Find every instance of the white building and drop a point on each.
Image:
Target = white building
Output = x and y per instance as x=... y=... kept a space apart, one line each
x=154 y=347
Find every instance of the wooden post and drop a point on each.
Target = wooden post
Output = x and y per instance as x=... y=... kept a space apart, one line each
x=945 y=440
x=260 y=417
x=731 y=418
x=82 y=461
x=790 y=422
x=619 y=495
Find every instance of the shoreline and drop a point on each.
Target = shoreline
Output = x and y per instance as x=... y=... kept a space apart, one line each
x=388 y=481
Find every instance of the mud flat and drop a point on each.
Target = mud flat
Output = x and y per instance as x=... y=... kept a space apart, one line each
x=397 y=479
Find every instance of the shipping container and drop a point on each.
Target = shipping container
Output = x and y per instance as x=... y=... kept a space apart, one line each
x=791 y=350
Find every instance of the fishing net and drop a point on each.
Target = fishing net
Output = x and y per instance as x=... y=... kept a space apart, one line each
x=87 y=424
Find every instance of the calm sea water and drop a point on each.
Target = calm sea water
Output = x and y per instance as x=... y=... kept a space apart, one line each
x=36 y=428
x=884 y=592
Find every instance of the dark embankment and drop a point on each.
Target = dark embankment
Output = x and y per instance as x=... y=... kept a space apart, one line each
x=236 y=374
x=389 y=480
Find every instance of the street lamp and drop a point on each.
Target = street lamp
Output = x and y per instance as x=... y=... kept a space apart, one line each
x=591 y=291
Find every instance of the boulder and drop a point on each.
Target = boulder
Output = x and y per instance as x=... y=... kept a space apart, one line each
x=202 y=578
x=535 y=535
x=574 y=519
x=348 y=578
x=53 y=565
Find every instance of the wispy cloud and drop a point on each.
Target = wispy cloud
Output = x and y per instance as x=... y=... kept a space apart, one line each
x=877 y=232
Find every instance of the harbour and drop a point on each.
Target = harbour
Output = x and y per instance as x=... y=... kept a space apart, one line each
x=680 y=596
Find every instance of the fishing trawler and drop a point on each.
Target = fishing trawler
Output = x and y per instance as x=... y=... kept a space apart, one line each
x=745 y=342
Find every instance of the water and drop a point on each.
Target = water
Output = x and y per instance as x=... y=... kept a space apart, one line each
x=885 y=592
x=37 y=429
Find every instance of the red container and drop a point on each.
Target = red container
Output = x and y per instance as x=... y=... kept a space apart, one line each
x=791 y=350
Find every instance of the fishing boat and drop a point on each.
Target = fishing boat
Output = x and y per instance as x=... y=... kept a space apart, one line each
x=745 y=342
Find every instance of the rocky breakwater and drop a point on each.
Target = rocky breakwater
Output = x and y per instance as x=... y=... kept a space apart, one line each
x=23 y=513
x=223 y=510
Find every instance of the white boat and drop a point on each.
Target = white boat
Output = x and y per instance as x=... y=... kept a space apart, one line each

▸ Required work: Among the lines of these entries, find those that contain "boat". Give their number and nothing else.

▸ Reply: 4